Transcribe verbatim the stretch of the article on Resolute Forest Products from "Resolute Forest Products Description" through "Turning the Corner?".

■ **DOCUMENT EXCERPT**:
--------

Canada's Warren Buffett Loves This Stock

Mike is a member of The Motley Fool Blog Network -- entries represent the personal opinion of the blogger and are not formally edited.

Resolute Forest Products (NYSE: RFP) is a global forest products company.  The stock trades around $14.00 and emerged from bankruptcy at the end of 2010.  High levels of debt in a period of weak demand in paper and forest products pushed RFP into bankruptcy protection.  Since emerging, housing and print media demand in North America has stabilized, but at lower levels.  RFP has caught the attention of Prem Watsa, often called the “Canadian Warren Buffett,” who now holds 18.4 million shares as of the latest 13D filing which accounts for over 24.8% of his fund’s holdings.  A position this size by an investor of his stature warrants further investigation by investors.

Resolute Forest Products Description

RFP is a player in the paper & forest products industry.  Peers include Weyerhaeuser (NYSE: WY), International Paper (NYSE: IP), Plum Creek Timber (PCL) and private players like Georgia-Pacific.  RFP is one of the smaller publicly traded firms but has one of the cleanest balance sheets as a result.  Weyerhaeuser has revenue of a $7 billion annually and has a $16.5 billion market value while RFP has about $4.5 billion in sales.  International Paper has sales of $27 billion and a market value of $18.3 billion.  Resolute’s debt to equity ratio is only 18 which is small compared to Weyerhaeuser and International Paper with D/E ratios of 104 and 170.  Resolute does have a pension liability that seems significant but the discount rate used in Canada is significant below that in US, inflating the size of the liability.   

Demand Trends Turning the Corner?

--------

■ **COLLECTED DATA**:
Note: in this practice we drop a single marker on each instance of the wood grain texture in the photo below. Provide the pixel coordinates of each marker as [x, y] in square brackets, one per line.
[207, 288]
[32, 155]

--------

■ **WRITTEN SOLUTION**:
Resolute Forest Products Description

RFP is a player in the paper & forest products industry.  Peers include Weyerhaeuser (NYSE: WY), International Paper (NYSE: IP), Plum Creek Timber (PCL) and private players like Georgia-Pacific.  RFP is one of the smaller publicly traded firms but has one of the cleanest balance sheets as a result.  Weyerhaeuser has revenue of a $7 billion annually and has a $16.5 billion market value while RFP has about $4.5 billion in sales.  International Paper has sales of $27 billion and a market value of $18.3 billion.  Resolute’s debt to equity ratio is only 18 which is small compared to Weyerhaeuser and International Paper with D/E ratios of 104 and 170.  Resolute does have a pension liability that seems significant but the discount rate used in Canada is significant below that in US, inflating the size of the liability.   

Demand Trends Turning the Corner?